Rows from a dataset
==*==

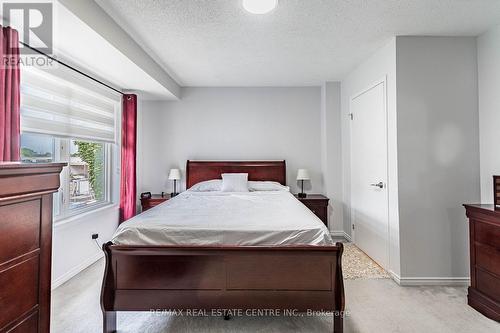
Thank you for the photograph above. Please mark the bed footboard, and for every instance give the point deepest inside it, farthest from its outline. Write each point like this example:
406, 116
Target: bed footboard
216, 279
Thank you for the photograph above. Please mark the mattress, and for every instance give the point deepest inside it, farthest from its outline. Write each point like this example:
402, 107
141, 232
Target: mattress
261, 218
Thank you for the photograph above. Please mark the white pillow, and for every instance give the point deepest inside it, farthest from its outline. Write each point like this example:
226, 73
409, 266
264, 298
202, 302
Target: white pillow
234, 182
207, 186
266, 186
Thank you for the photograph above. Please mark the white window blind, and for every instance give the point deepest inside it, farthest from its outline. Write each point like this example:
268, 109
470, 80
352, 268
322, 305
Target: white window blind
67, 107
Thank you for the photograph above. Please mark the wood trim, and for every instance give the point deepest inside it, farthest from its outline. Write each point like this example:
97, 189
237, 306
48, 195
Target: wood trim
198, 171
496, 191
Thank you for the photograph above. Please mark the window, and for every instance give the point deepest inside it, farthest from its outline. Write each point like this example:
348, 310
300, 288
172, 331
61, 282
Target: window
62, 121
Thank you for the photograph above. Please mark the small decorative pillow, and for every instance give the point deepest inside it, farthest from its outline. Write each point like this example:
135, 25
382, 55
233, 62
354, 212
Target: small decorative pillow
266, 186
207, 186
234, 182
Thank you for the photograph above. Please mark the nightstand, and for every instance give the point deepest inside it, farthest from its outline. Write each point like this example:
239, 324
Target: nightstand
318, 204
155, 200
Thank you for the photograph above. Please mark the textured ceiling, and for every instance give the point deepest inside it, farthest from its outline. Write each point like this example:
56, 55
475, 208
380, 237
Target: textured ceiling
302, 42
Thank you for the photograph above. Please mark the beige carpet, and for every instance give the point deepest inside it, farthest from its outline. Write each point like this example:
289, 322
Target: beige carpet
372, 305
357, 265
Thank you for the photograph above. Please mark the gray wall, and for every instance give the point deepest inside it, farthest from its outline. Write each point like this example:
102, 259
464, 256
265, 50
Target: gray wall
488, 47
232, 124
331, 136
438, 152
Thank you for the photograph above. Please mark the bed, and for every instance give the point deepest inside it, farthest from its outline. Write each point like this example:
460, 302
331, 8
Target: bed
276, 259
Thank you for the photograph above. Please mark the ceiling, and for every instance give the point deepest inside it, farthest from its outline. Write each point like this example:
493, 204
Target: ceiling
109, 62
217, 43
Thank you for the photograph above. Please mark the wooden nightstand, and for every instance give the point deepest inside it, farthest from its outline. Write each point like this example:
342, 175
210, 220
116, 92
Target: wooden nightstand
318, 204
155, 200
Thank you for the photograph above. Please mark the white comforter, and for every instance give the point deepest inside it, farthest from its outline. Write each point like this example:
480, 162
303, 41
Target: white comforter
266, 218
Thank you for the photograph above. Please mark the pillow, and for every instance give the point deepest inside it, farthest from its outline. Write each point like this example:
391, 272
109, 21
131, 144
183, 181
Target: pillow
234, 182
267, 186
207, 186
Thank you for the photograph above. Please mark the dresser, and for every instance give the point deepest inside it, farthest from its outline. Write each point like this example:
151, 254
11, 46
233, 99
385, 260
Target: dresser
318, 204
154, 200
25, 245
484, 237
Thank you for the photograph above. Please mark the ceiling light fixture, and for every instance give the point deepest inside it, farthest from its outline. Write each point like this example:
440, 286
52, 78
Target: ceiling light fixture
259, 6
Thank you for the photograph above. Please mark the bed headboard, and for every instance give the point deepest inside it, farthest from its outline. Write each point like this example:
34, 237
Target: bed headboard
198, 171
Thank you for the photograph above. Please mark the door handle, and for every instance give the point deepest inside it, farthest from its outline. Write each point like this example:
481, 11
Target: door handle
379, 185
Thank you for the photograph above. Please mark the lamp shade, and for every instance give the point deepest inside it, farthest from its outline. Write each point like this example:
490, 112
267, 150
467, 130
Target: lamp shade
303, 174
174, 174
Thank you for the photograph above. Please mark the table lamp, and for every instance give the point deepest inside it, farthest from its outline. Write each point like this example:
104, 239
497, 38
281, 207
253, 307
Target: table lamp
302, 174
175, 175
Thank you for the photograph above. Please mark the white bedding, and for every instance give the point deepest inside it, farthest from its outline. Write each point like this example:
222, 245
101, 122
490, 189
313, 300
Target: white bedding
262, 218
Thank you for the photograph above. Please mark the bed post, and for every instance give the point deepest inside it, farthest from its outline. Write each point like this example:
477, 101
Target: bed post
338, 313
108, 292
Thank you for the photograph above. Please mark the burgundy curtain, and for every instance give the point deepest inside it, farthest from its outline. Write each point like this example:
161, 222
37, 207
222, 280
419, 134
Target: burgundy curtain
129, 138
9, 95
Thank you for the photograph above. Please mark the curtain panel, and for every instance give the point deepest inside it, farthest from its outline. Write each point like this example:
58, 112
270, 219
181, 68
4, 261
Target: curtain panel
9, 95
128, 158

==*==

Except for the pictures, copy every line of the records above exactly.

### [The reply]
Thank you for the photograph above. Please mark the bed footboard, and for every instance give the point deepest inside it, farthest from its outline. Write each point like this example:
406, 116
Target: bed footboard
216, 279
Thank you for the photograph above. Please mark the mattress, and for every instance give the point deepest inside it, farthest from its outline. Write each point like this example:
402, 107
141, 232
Target: mattress
261, 218
Thank you for the photograph above. Please mark the white pillow, and for every instance give the point deepest inside it, farthest from its outline. Write each point like this example:
226, 73
409, 266
264, 298
202, 302
Target: white pillow
234, 182
207, 186
266, 186
Thank you for the photograph above. Please mark the white window blind, and for every instance give the point deepest inside it, farthest from its outline. Write each point like this example:
268, 109
470, 80
352, 268
322, 305
Target: white window blind
67, 107
Thank you for the photograph above. Please mark the wood trim, and for every instance give the point deepest inside it, farthest from its outline. Write each point like this example:
97, 189
237, 306
48, 195
Target: wood trim
198, 171
496, 191
Thank you for the photograph above. Please mark the window, and for every instance give the point deepest inside it, farthest from its outline. Write each point like this example:
348, 310
300, 288
172, 331
61, 282
Target: window
62, 121
Thank you for the photograph above. Please mark the small decorative pillow, and for every instance give the point deepest inside it, farthest from its outline. Write each point like this example:
135, 25
382, 55
233, 62
354, 212
Target: small decorative pillow
266, 186
207, 186
234, 182
Thank you for the photograph above. Please mark the nightstand, and for every instance give the point deepest inside it, farthest from its outline. Write each point like this example:
239, 324
Target: nightstand
318, 204
155, 200
Thank you for the photograph above. Please mark the textured ceiling, and for every instance give the point deepest inside it, farthest from its outline. Write each point like this example:
56, 55
475, 208
380, 237
Target: textured ceiling
302, 42
Thank you for the photograph above. Please mark the beige carpet, and for every instance give the point deepest inside it, farthest from its outline. Write each point like this example:
289, 322
Target: beige carpet
372, 305
357, 265
Thank you for the photograph above. Please mark the gray wall, and for every instance give the point deepest inside it, farthest from its outline. Write each point like this example:
102, 259
464, 256
265, 50
Target: gray wall
488, 47
232, 124
331, 136
438, 152
Thank you for the photograph above. Please mark the bed, and for every instance give the point deepest inside it, farthest from its outline. Write each point like this example:
460, 302
331, 8
Target: bed
276, 259
Thank you for the photograph above. Please mark the ceiling, and for every instance give the point deepest inside it, farthest from its outline. Write each point like this example:
493, 204
Target: ceiling
109, 62
217, 43
Thank you for the photograph above. Please mark the wooden nightstand, and for every instance give the point deepest inside it, farthest from its outline. Write each point like this example:
342, 175
210, 220
116, 92
Target: wooden nightstand
318, 204
155, 200
Thank you for the photograph above. Please mark the white comforter, and for every instance give the point deepest inside it, farthest from its outline. Write each point like this example:
480, 162
303, 41
Target: white comforter
266, 218
Thank you for the photograph above. Please mark the pillow, and for every instance give the point deepest inside it, farthest from its outline. Write each point like this example:
391, 272
109, 21
131, 144
183, 181
Target: pillow
234, 182
267, 186
207, 186
Thank you for the photograph above. Please mark the dresser, and for every instance give the point deepest inside it, farthest from its outline. Write each point like this example:
151, 254
11, 46
233, 99
385, 260
Target: dresser
318, 204
154, 200
25, 245
484, 237
Thank you for the photograph above. Please mark the ceiling light fixture, and for every instance give the point deepest inside it, farthest from its outline. Write each point like this example:
440, 286
52, 78
Target: ceiling light fixture
259, 6
Thank you for the photograph above. Please mark the bed headboard, and for every instance give the point deepest inside it, farthest from its outline. Write each point like this example:
34, 237
Target: bed headboard
198, 171
Thank you for the photograph above. Please mark the door handle, and for every instance give the point deepest inside it, farthest from its outline. Write each point like this example:
481, 11
Target: door handle
379, 185
Thank you for the photograph above. Please mark the lamp shade, and for every instance give the point deepest inside it, farthest from its outline. Write each point like this example:
490, 112
267, 150
467, 130
Target: lamp shade
303, 174
174, 174
Thank you for the photograph above. Please mark the table lamp, and for every instance give the point deepest inside it, farthest from its outline. Write each point like this example:
104, 239
497, 38
281, 207
253, 307
Target: table lamp
302, 174
175, 175
Thank you for the photograph above. Please mark the white bedding, and for every instance give the point deepest inside it, farthest from its outline. Write each point like this example:
222, 245
101, 122
490, 189
313, 300
Target: white bedding
262, 218
Thank you for the photograph above. Please mark the bed post, and for every instance give the point deepest inside it, farthest from its outline. Write each point like this example:
477, 101
Target: bed post
338, 313
108, 292
Thank you for the photograph above. Please mark the burgundy curtain, and for every instance give the point deepest inside it, farthest from its outline. Write each point like this example:
161, 222
37, 207
222, 280
419, 134
Target: burgundy curtain
129, 138
9, 95
Thank you for the photograph above. Please mark the curtain panel, and for every instance give the point deepest inside it, farthest from its outline. Write each point like this example:
58, 112
270, 219
181, 68
4, 261
Target: curtain panel
9, 95
128, 158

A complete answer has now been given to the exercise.